◆ **YOUR INSTRUCTIONS**: Print the part of the listing below that opens with the line containing "indicate the snow-covered" and ends with the listing's last line, reproducing each line without change.

◆ **SUPPLIED RECORDS**:
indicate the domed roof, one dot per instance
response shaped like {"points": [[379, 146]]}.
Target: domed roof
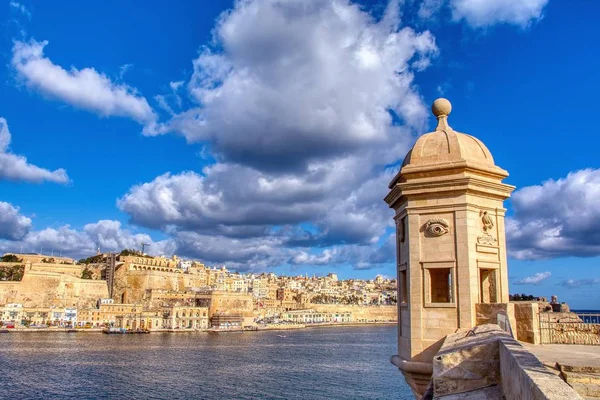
{"points": [[445, 145]]}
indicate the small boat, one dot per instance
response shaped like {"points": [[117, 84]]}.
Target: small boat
{"points": [[115, 331]]}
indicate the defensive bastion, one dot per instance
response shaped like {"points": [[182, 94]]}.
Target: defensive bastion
{"points": [[453, 276]]}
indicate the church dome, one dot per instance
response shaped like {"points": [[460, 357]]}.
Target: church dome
{"points": [[445, 145]]}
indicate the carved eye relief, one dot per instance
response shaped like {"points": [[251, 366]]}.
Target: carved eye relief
{"points": [[437, 227]]}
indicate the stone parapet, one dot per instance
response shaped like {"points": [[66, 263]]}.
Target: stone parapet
{"points": [[471, 363]]}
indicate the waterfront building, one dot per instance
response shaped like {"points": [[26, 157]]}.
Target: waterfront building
{"points": [[12, 312], [181, 317], [316, 317]]}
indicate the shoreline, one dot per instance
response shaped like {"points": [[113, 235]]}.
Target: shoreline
{"points": [[258, 329]]}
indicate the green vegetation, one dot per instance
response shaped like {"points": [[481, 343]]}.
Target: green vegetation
{"points": [[98, 258], [10, 258], [132, 252], [14, 273], [521, 297], [87, 273]]}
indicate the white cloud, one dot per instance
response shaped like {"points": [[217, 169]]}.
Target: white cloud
{"points": [[16, 168], [534, 279], [429, 8], [85, 88], [295, 100], [482, 13], [21, 8], [577, 283], [105, 234], [13, 225], [557, 218], [304, 82]]}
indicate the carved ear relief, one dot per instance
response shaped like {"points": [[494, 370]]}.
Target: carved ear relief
{"points": [[437, 226]]}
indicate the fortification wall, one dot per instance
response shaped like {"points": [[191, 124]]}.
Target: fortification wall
{"points": [[136, 283], [46, 289], [67, 269], [361, 313]]}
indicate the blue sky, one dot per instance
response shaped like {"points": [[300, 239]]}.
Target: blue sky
{"points": [[260, 134]]}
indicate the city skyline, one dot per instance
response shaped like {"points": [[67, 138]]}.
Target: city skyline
{"points": [[207, 134]]}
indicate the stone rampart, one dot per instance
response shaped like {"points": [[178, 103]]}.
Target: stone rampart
{"points": [[488, 362], [525, 377], [574, 333], [527, 315], [46, 289], [361, 313]]}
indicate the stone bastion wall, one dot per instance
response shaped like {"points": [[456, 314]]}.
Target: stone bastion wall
{"points": [[361, 313], [45, 289]]}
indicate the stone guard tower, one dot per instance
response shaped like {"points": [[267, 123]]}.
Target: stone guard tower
{"points": [[451, 252]]}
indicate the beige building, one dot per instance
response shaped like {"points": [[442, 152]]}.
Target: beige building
{"points": [[186, 318], [38, 258], [451, 252], [316, 317]]}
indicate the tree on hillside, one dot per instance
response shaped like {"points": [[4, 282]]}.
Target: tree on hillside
{"points": [[14, 273], [98, 258], [87, 273], [10, 258]]}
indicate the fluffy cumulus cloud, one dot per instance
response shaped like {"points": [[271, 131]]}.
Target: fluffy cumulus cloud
{"points": [[534, 279], [297, 102], [578, 283], [290, 83], [482, 13], [16, 168], [105, 235], [485, 13], [557, 218], [13, 225], [20, 8], [84, 88]]}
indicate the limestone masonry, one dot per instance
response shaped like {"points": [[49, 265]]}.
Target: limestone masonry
{"points": [[452, 274]]}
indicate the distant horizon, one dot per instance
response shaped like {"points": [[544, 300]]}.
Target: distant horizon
{"points": [[262, 135]]}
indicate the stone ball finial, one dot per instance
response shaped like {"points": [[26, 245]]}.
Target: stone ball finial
{"points": [[441, 107]]}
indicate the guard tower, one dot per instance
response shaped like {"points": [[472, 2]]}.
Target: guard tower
{"points": [[451, 247]]}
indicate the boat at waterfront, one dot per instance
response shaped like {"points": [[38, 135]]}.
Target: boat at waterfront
{"points": [[122, 331]]}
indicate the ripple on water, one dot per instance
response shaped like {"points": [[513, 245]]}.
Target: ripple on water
{"points": [[336, 363]]}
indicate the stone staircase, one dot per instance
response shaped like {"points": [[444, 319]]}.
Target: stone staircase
{"points": [[584, 379]]}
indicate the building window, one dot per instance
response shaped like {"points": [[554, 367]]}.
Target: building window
{"points": [[402, 229], [403, 285], [439, 284], [487, 285]]}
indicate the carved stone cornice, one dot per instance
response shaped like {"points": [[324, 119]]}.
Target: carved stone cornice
{"points": [[433, 186]]}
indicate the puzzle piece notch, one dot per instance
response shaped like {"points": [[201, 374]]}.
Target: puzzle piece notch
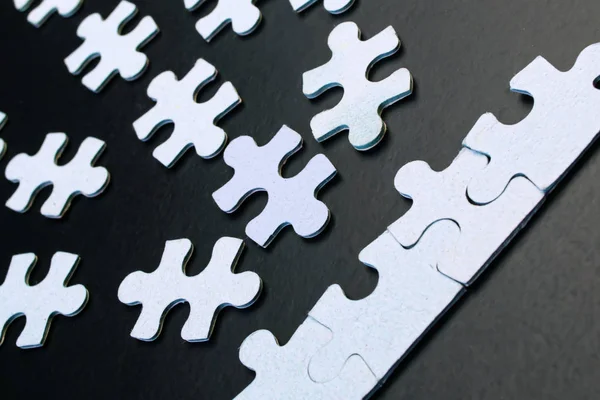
{"points": [[35, 172], [564, 122], [282, 371], [207, 293], [410, 296], [291, 200], [118, 53], [39, 15], [194, 122], [332, 6], [39, 303], [478, 244], [243, 15], [360, 109]]}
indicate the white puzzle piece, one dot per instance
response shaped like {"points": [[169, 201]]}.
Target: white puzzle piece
{"points": [[442, 195], [291, 200], [359, 111], [45, 8], [382, 328], [282, 371], [332, 6], [39, 303], [207, 293], [563, 123], [79, 176], [243, 15], [118, 53], [194, 122]]}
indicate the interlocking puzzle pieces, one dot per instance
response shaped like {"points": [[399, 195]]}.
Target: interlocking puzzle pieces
{"points": [[332, 6], [282, 371], [45, 8], [383, 327], [194, 122], [360, 109], [243, 15], [439, 196], [118, 53], [79, 176], [207, 293], [563, 123], [291, 200], [39, 303]]}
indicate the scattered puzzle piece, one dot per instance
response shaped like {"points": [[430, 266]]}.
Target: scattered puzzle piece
{"points": [[282, 371], [45, 8], [118, 53], [207, 293], [563, 123], [359, 111], [79, 176], [291, 200], [194, 122], [243, 15], [39, 303]]}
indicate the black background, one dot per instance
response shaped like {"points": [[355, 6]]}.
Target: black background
{"points": [[528, 329]]}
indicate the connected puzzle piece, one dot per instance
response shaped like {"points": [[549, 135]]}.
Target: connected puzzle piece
{"points": [[442, 195], [45, 8], [383, 327], [282, 371], [194, 122], [118, 53], [79, 176], [563, 123], [207, 293], [359, 111], [39, 303], [332, 6], [243, 15], [291, 200]]}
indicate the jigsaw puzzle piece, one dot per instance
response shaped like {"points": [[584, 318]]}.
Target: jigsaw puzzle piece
{"points": [[564, 121]]}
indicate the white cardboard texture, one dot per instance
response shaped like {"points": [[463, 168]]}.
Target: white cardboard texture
{"points": [[39, 303], [118, 53], [359, 111], [291, 200], [194, 122], [207, 293], [79, 176]]}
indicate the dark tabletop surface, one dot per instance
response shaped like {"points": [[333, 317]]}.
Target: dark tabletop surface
{"points": [[528, 328]]}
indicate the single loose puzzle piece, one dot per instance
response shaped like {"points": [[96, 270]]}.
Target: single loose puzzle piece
{"points": [[45, 8], [194, 122], [39, 303], [291, 200], [118, 53], [333, 6], [282, 371], [563, 123], [442, 195], [79, 176], [207, 293], [243, 15], [382, 328], [359, 111]]}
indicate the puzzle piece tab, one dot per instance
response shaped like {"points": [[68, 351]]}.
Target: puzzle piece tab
{"points": [[563, 123], [79, 176], [207, 293], [359, 111], [291, 200], [45, 8], [194, 122], [118, 53], [39, 303]]}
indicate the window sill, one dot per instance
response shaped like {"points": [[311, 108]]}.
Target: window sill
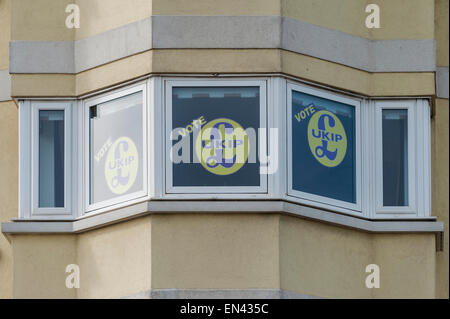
{"points": [[86, 223]]}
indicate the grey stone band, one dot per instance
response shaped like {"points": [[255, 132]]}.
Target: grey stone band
{"points": [[5, 85], [223, 32], [442, 82], [220, 294], [261, 207]]}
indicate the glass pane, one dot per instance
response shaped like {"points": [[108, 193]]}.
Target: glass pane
{"points": [[214, 132], [395, 157], [51, 159], [116, 145], [323, 147]]}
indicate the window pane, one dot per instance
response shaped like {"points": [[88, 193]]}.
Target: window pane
{"points": [[323, 147], [51, 159], [214, 131], [395, 157], [116, 145]]}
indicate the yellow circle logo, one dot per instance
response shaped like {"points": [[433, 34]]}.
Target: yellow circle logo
{"points": [[327, 138], [121, 165], [222, 146]]}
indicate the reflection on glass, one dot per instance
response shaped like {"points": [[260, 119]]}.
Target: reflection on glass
{"points": [[214, 159], [323, 147], [395, 157], [116, 143], [51, 158]]}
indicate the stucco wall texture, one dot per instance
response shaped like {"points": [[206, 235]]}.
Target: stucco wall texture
{"points": [[223, 251]]}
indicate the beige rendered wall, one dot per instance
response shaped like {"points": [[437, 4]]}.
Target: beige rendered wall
{"points": [[224, 251], [440, 150], [8, 188], [115, 261], [8, 158]]}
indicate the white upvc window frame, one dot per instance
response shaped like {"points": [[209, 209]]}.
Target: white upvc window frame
{"points": [[275, 110], [121, 200], [419, 185], [317, 200], [29, 160], [215, 191]]}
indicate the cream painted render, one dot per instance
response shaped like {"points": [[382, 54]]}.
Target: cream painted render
{"points": [[289, 254]]}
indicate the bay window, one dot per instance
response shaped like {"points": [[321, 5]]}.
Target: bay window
{"points": [[210, 138]]}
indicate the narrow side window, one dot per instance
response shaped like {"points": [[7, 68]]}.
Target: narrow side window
{"points": [[395, 157], [51, 158]]}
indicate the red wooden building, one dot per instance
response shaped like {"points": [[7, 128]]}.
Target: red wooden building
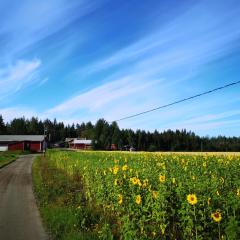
{"points": [[32, 143], [80, 144]]}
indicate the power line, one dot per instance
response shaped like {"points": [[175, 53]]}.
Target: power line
{"points": [[179, 101]]}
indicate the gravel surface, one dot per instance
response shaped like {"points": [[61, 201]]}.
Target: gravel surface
{"points": [[19, 216]]}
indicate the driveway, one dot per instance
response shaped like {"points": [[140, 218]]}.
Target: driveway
{"points": [[19, 216]]}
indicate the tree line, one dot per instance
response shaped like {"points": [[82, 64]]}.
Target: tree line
{"points": [[105, 135]]}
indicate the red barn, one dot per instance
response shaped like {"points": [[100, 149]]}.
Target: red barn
{"points": [[80, 144], [32, 143]]}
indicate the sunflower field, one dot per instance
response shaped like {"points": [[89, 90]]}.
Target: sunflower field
{"points": [[121, 195]]}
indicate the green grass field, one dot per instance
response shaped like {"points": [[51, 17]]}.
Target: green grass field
{"points": [[7, 157], [120, 195]]}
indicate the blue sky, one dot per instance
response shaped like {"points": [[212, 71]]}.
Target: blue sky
{"points": [[82, 60]]}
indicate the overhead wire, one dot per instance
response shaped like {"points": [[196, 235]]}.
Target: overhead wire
{"points": [[178, 101]]}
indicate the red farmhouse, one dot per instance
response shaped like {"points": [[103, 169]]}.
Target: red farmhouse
{"points": [[32, 143], [80, 144]]}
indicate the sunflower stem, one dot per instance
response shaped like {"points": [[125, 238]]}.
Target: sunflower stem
{"points": [[219, 231], [195, 222]]}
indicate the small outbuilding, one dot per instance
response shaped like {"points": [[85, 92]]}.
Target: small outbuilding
{"points": [[33, 143]]}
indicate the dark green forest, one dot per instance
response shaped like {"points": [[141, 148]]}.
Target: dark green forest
{"points": [[104, 135]]}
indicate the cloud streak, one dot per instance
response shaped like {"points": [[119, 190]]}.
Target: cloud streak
{"points": [[16, 76]]}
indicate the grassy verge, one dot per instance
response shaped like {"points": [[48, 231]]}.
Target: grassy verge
{"points": [[7, 157], [63, 207]]}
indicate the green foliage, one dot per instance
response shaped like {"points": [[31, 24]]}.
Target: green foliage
{"points": [[105, 134], [117, 195], [7, 157]]}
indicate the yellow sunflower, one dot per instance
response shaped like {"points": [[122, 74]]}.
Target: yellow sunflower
{"points": [[217, 217], [192, 199]]}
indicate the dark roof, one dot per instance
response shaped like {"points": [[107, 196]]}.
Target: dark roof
{"points": [[18, 138]]}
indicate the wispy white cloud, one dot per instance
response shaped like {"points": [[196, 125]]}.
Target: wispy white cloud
{"points": [[17, 112], [98, 98], [16, 76]]}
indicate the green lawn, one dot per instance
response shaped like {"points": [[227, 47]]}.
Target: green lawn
{"points": [[7, 157]]}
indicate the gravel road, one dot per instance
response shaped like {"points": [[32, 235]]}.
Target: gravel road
{"points": [[19, 216]]}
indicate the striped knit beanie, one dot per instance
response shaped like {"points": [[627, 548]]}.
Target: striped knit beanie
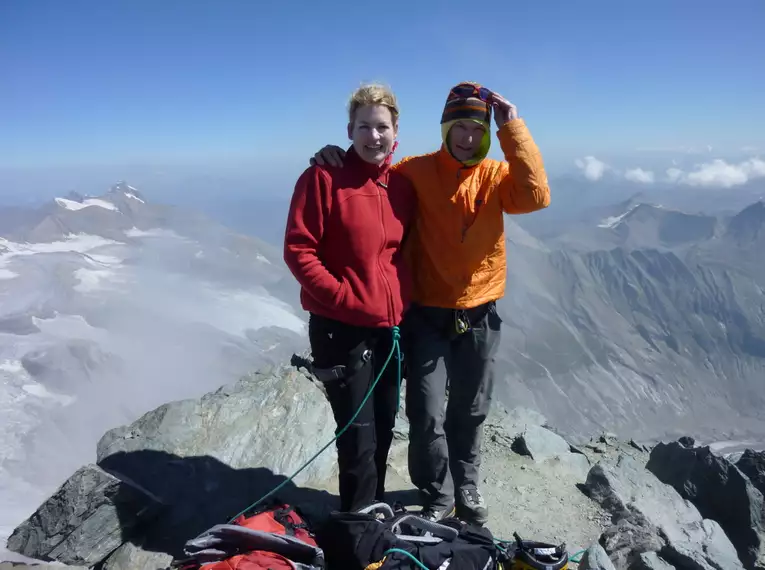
{"points": [[460, 105], [465, 102]]}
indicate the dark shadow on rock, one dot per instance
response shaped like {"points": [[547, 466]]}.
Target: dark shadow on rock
{"points": [[199, 492]]}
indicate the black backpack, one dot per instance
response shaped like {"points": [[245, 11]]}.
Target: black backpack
{"points": [[379, 538]]}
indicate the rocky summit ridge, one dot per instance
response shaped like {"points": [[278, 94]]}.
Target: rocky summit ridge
{"points": [[189, 464]]}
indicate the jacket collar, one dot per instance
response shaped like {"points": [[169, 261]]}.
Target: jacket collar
{"points": [[367, 168]]}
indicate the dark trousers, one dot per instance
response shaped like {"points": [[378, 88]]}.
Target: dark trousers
{"points": [[362, 450], [445, 438]]}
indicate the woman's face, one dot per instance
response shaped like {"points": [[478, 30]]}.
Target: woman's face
{"points": [[373, 132]]}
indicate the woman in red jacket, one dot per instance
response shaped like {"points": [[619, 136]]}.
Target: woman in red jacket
{"points": [[343, 244]]}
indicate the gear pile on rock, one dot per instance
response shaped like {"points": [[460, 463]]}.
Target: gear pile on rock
{"points": [[184, 468]]}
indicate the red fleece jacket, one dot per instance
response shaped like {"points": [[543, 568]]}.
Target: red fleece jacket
{"points": [[343, 241]]}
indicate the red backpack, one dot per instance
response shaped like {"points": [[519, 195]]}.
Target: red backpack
{"points": [[277, 538]]}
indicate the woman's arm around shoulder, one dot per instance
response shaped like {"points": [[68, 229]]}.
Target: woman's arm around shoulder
{"points": [[306, 224]]}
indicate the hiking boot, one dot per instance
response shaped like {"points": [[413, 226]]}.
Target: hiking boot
{"points": [[435, 514], [471, 506]]}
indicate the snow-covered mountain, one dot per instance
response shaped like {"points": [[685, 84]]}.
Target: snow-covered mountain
{"points": [[111, 306]]}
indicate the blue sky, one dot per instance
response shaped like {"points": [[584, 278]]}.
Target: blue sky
{"points": [[93, 83]]}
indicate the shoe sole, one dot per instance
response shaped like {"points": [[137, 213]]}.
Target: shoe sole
{"points": [[471, 518]]}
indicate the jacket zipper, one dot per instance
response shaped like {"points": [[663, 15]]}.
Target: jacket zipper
{"points": [[391, 308], [477, 207]]}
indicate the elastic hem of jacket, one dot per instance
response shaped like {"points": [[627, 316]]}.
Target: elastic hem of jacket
{"points": [[463, 303], [358, 320]]}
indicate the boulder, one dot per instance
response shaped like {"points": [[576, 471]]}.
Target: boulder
{"points": [[719, 491], [543, 445], [129, 556], [687, 441], [26, 566], [595, 558], [752, 464], [204, 460], [652, 561], [629, 537], [87, 518], [634, 495]]}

◆ **ANSWER BELOW**:
indicate the snow-covered mountain, one dot per instance
response shaped like {"points": [[685, 84]]}.
Target: snow-covered mountain
{"points": [[111, 306]]}
indicate the blue sky, one dot per instance
response shaped like {"points": [[584, 278]]}.
Target: blue sky
{"points": [[93, 83]]}
indicate the shoe sole, one dot per instance
response shaped like {"points": [[137, 213]]}.
Target: shoe sole
{"points": [[471, 518]]}
indicate the jacket zipper, one dot per instance
response shaped like {"points": [[663, 15]]}.
Target: jacket zipper
{"points": [[391, 308], [477, 207]]}
indicate the elastic hem of jacket, one dot per instance
response shaped like {"points": [[627, 316]]}.
Target: elastic hem of jacket
{"points": [[463, 303], [358, 320]]}
indicate the boulder, one dot per instance
response shaped like {"points": [[576, 471]]}.
Target: boulder
{"points": [[719, 491], [543, 445], [129, 556], [687, 441], [26, 566], [595, 558], [752, 464], [204, 460], [652, 561], [629, 537], [87, 518], [634, 495]]}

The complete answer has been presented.